## [Task brief]
Repeat the listing below in full, keeping every character as it is.

- - -

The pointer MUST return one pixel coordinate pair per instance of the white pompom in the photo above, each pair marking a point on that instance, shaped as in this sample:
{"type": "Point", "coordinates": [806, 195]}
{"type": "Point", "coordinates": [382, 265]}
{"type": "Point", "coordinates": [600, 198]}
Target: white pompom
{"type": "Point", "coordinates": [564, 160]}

- - -

## [Task output]
The pointer MUST return one pixel coordinate pair per instance of the white pompom in the photo above, each pair marking a point on that instance, shaped as in this sample:
{"type": "Point", "coordinates": [806, 195]}
{"type": "Point", "coordinates": [382, 265]}
{"type": "Point", "coordinates": [600, 198]}
Target: white pompom
{"type": "Point", "coordinates": [564, 160]}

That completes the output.